### Requests
- 1) According to the passage on Amazon's warehouses, how much did Amazon receive in grants from the Welsh government for the Swansea warehouse?
- 2) Write a continuation of the passage on Amazon's warehouses, starting after its final sentence.

─── Text block ───

Amazon’s core asset is its mastery of distribution channels, for which it relies on a network of enormous warehouses located all over the world. Conditions for workers in these warehouses are much worse than those of its software developers and business managers, and as a result, the warehouses have repeatedly been the target of exposés, protests, and unionization attempts.
In 2013 the BBC program Panorama sent an undercover reporter into Amazon’s Swansea, UK warehouse. The journalist wrote that he and the other “pickers” who collected items from inventory “are machines, we are robots, we plug our scanner in, we’re holding it, but we might as well be plugging it into ourselves,” and that “we don’t think for ourselves, maybe they don’t trust us to think for ourselves as human beings, I don’t know.”
The BBC submitted its findings, including films of the work done at the warehouse, to a leading UK expert on stress at work, who found that “the working conditions at the warehouse are ‘all the bad stuff at once,’ and that ‘the characteristics of this type of job, the evidence shows increased risk of mental illness and physical illness.’”
Guardian reporter Carole Cadwalladr, who also went undercover for a week at the Swansea warehouse, writes that Amazon “deliberately sites its distribution centers” “in places of high unemployment and low economic opportunities” and that it nevertheless “received £8.8m in grants from the Welsh government” for bringing the warehouse there.

─── Dataset extract ───

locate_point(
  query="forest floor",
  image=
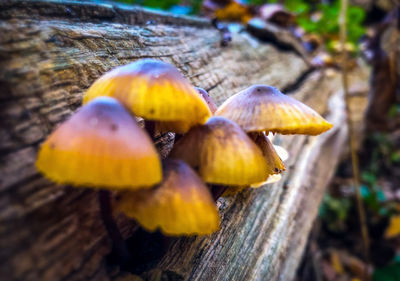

───

### Answers given
- 1) £8.8m

- 2)
Similar stories proliferate about bad labor practices at Amazon, from its Allentown, PA warehouse to its warehouses in Seattle and Germany (where reports of poor working conditions prompted calls for a consumer boycott). Yet Amazon remains the world’s fourth most admired company, according to Fortune magazine’s 2015 ratings.
Journalist and scholar Simon Head, in his 2014 book Mindless: Why Smarter Machines Are Making Dumber Humans, treats Amazon at length, and pays particular attention to the resemblance between Amazon and Walmart. Head writes:
Amazon equals Walmart in the use of monitoring technologies to track the minute-by-minute movements and performance of employees . . . Amazon’s shop-floor processes are an extreme variant of Taylorism that Frederick Winslow Taylor himself, a near century after his death, would have no trouble recognizing.
Amazon is a master of micromanaging the lives of its employees and contractors. “If an employee is behind schedule,” Head writes, “she will receive a text message pointing this out and telling her to reach her targets or suffer the consequences.” The longer employees work in the warehouses, the higher their “output targets” go, and Head suggests that these targets allow Amazon to fire employees as they gain the seniority that might entitle them to better pay and benefits.
Like Walmart, Amazon stalks the leading edge of purposefully introduced precarity, using all the legal means at its disposal to prevent the classification of its workers as full-time employees entitled to benefits, and to block workers from unionizing. Like Walmart, it employs thousands of people in near-sweatshop conditions, carefully skirting the edges of labor laws, and playing geographic domains off each other to exploit its employees to the fullest extent possible.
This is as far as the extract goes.